(Data to process begins)
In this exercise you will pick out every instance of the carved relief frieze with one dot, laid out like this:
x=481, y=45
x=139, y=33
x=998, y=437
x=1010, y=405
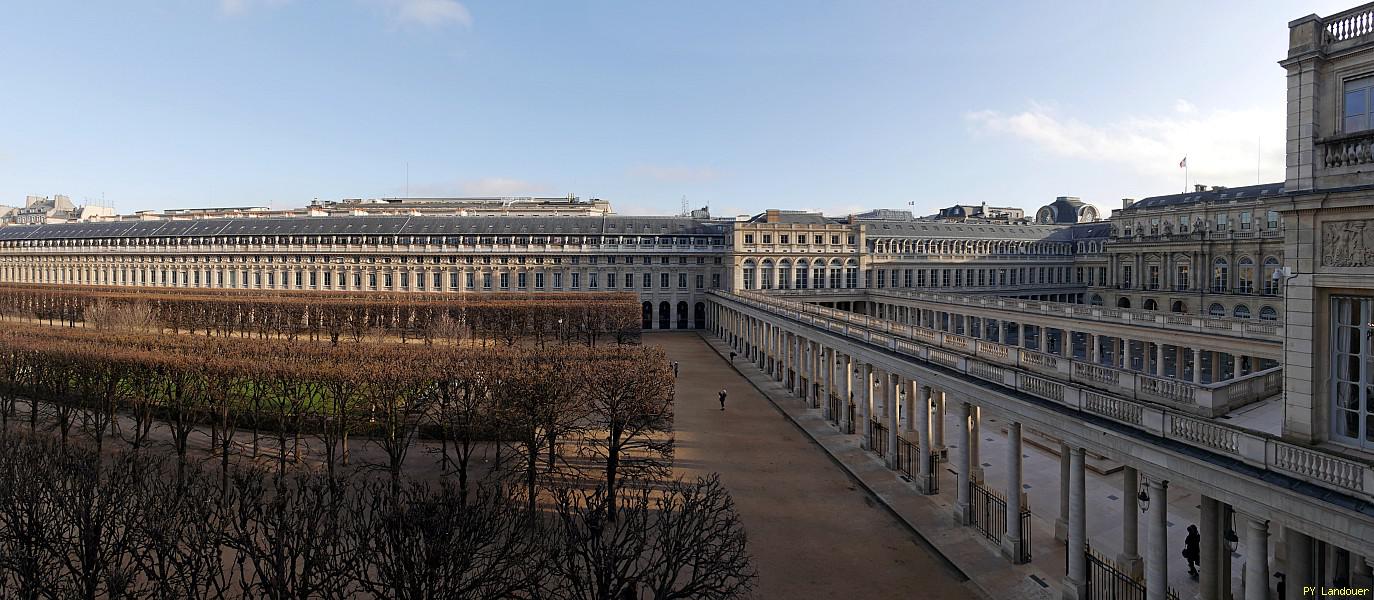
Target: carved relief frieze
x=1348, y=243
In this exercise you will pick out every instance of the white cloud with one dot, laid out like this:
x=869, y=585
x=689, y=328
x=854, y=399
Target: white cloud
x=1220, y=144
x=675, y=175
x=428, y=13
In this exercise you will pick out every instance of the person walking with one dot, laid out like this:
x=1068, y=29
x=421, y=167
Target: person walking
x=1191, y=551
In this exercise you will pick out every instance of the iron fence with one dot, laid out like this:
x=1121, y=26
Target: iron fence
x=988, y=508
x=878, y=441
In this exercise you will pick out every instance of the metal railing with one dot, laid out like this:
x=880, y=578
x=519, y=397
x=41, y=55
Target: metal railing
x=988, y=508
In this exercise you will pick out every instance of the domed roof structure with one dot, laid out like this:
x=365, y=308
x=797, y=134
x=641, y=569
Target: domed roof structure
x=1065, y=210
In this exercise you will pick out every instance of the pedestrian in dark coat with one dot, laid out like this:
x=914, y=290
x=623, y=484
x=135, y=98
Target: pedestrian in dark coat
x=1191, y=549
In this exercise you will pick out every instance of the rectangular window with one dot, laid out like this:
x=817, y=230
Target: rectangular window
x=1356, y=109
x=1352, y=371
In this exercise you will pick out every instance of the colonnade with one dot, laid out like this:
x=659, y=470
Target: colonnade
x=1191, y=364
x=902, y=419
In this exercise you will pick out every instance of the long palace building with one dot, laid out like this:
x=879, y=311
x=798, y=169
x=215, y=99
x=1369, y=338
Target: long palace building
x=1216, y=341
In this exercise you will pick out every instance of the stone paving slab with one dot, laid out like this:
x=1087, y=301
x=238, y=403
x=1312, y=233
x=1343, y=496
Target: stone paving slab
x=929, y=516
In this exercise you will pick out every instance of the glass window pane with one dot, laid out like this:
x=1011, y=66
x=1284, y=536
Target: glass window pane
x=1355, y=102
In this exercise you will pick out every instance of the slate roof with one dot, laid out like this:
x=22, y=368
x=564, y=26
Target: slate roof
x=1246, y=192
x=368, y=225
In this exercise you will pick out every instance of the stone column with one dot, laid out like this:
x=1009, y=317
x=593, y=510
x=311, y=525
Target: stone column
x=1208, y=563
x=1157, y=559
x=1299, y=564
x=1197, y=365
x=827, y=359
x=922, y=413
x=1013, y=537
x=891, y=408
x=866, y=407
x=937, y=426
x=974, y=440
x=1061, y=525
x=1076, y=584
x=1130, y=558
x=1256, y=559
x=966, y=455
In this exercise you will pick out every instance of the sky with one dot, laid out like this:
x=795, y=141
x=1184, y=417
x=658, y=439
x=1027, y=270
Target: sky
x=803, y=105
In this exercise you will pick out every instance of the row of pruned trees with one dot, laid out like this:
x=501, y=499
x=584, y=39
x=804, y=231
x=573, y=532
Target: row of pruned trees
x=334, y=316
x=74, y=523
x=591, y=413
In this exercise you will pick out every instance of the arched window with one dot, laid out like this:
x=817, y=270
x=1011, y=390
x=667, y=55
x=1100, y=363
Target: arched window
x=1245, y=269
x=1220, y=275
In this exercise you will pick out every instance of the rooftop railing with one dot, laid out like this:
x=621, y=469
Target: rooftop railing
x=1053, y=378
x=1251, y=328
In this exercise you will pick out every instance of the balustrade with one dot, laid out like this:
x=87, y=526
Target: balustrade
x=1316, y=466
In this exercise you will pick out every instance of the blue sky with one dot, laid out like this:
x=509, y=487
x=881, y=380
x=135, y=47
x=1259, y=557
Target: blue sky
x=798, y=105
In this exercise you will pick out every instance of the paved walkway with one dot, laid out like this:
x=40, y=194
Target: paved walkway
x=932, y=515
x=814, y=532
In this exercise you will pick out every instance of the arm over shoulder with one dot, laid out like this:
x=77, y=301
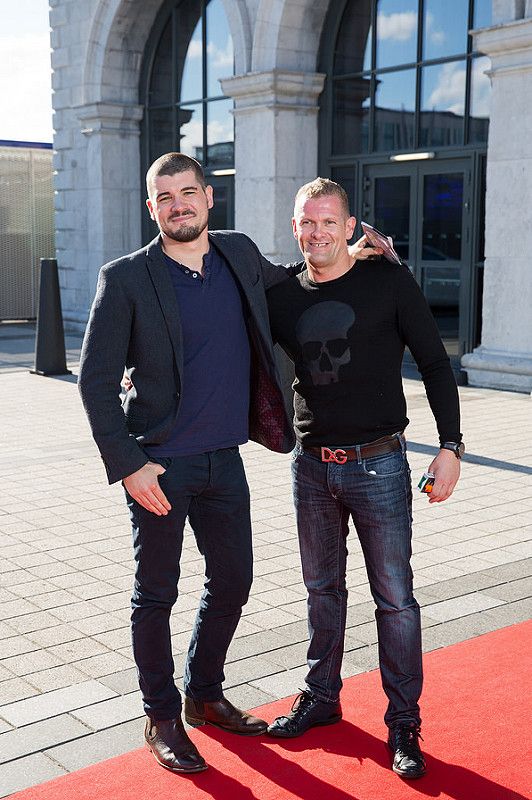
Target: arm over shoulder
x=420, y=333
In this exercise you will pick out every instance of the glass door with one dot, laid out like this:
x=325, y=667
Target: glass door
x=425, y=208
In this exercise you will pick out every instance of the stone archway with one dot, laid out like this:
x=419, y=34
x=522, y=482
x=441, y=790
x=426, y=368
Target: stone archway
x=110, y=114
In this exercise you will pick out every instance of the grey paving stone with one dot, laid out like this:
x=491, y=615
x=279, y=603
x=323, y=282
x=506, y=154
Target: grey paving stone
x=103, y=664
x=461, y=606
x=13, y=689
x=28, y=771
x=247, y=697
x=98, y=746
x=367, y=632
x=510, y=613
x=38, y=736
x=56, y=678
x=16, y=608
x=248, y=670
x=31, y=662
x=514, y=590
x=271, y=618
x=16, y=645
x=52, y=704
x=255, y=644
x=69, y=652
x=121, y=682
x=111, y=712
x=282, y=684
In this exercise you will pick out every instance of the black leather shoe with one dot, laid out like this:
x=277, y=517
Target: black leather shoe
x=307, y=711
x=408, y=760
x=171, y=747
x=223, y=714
(Data to process ends)
(Data to process begins)
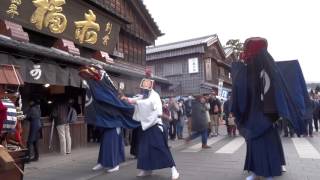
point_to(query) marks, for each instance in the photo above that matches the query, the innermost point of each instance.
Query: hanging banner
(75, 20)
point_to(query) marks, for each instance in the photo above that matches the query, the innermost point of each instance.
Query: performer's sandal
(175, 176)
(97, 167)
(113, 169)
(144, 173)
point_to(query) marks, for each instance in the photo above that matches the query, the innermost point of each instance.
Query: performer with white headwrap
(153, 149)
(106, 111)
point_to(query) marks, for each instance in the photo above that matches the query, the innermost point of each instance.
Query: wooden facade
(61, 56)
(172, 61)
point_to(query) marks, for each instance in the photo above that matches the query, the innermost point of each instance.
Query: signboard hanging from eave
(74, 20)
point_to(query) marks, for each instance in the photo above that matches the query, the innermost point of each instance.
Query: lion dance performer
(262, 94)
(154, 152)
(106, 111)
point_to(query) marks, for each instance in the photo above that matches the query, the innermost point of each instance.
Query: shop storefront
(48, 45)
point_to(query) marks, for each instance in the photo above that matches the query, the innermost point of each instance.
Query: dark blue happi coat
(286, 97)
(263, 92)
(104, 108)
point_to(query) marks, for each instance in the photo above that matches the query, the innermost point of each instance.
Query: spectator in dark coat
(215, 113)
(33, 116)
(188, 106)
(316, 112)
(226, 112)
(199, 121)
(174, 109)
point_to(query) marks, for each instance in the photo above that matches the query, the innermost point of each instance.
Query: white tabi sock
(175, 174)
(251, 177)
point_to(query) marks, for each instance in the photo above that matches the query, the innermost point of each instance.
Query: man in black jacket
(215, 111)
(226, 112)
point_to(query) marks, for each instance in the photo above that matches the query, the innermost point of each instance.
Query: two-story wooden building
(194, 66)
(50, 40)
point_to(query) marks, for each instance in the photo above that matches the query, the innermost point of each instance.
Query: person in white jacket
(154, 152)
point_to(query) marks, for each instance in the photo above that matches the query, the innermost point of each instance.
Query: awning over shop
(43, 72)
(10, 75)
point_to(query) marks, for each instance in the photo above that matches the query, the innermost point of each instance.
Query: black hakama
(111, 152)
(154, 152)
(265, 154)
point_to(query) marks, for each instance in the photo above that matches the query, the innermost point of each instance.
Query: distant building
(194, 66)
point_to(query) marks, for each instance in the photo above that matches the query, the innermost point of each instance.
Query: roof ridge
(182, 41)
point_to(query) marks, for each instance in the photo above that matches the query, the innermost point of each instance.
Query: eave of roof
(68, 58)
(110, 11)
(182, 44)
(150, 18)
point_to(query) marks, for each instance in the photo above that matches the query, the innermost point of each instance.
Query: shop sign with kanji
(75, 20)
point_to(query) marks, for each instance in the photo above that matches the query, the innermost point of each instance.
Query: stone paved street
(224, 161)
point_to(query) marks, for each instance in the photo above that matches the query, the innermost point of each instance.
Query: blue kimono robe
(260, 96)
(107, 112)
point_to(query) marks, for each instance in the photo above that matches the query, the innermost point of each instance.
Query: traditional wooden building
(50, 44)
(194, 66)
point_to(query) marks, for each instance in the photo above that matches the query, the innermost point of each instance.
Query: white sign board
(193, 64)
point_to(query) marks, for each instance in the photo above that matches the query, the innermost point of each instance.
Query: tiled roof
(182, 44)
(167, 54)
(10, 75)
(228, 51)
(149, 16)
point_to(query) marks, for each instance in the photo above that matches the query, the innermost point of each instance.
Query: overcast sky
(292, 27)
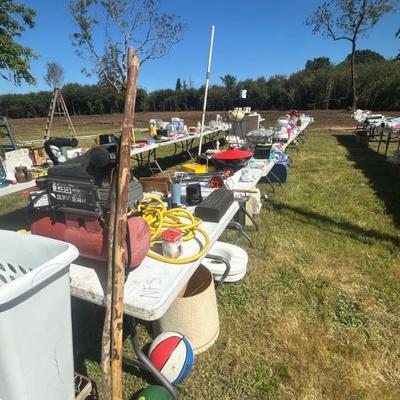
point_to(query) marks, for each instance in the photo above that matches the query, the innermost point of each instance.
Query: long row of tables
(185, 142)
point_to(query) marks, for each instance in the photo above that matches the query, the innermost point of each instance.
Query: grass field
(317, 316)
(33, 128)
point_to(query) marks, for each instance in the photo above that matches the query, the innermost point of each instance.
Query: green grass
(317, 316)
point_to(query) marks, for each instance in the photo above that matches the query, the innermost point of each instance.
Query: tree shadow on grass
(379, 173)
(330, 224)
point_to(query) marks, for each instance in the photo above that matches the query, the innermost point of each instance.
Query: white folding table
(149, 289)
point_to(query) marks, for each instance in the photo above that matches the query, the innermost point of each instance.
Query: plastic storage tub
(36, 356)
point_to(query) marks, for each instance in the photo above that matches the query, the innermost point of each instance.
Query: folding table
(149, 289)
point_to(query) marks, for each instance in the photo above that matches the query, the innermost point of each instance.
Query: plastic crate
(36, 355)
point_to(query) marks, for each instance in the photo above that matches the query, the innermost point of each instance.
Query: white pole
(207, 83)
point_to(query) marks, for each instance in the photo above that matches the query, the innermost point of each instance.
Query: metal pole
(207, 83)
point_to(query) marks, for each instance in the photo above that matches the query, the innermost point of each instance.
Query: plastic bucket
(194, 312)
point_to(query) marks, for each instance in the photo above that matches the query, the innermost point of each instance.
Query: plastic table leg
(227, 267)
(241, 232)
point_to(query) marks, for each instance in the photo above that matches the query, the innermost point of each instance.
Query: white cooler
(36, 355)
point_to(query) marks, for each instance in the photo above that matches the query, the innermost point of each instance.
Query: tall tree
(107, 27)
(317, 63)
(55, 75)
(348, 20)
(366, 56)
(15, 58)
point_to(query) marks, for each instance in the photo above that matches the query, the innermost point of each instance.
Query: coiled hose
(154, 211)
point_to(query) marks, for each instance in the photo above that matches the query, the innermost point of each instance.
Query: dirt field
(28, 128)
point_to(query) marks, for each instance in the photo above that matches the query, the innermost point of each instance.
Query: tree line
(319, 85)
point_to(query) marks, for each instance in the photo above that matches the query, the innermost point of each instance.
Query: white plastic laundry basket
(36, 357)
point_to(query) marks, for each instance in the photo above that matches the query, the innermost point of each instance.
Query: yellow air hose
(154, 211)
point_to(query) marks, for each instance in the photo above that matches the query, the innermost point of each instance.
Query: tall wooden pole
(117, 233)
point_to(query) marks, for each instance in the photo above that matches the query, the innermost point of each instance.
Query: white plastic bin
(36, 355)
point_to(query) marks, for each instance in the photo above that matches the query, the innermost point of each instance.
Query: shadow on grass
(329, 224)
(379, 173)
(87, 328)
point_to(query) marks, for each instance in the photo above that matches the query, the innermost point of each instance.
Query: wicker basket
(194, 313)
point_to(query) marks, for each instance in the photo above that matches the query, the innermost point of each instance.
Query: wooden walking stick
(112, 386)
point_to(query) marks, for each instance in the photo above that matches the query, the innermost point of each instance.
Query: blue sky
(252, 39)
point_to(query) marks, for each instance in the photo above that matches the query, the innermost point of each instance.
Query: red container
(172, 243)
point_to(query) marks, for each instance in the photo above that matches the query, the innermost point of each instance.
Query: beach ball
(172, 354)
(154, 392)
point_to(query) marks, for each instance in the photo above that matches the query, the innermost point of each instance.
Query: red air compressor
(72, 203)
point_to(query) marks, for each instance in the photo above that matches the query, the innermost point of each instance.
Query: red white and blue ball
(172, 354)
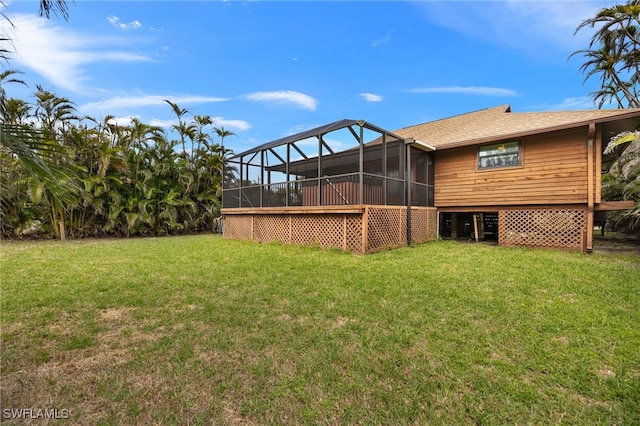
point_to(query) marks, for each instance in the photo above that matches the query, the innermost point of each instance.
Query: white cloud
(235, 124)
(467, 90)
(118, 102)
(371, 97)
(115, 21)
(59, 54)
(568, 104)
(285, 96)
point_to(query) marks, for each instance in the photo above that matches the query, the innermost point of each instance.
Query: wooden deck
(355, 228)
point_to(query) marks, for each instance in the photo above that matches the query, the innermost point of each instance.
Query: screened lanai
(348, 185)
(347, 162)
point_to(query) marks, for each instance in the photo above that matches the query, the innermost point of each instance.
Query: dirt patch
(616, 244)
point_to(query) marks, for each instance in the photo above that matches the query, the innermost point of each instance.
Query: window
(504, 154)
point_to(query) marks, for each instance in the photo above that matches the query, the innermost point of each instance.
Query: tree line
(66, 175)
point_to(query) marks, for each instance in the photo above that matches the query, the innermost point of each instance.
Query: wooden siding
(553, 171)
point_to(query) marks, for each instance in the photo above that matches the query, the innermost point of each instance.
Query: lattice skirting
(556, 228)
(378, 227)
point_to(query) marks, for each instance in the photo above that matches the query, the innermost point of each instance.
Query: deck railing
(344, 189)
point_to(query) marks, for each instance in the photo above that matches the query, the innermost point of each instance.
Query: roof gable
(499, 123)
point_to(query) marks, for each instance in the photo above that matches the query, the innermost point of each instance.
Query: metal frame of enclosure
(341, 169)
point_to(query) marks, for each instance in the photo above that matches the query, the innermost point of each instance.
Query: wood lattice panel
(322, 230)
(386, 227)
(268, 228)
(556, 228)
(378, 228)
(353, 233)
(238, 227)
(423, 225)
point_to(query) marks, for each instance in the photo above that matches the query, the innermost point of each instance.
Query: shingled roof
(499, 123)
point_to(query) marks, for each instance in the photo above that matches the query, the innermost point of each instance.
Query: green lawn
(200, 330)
(Data to process ends)
**Problem details:**
Working from the material above, retype exactly the lines from the one with "Target: metal railing" through the one with "x=817, y=230", both included, and only those lines.

**Written solution:**
Target: metal railing
x=988, y=508
In this exercise you will pick out every instance of the domed roof structure with one dot, laid out like this:
x=365, y=308
x=797, y=134
x=641, y=569
Target: domed roof structure
x=1065, y=210
In this exercise you will pick out every instance of the pedestrian in dark coat with one dot, laid out like this:
x=914, y=290
x=623, y=484
x=135, y=98
Target: pedestrian in dark coat
x=1191, y=549
In this exercise you will pick out every instance of the rectangular window with one dot, laid out like this:
x=817, y=230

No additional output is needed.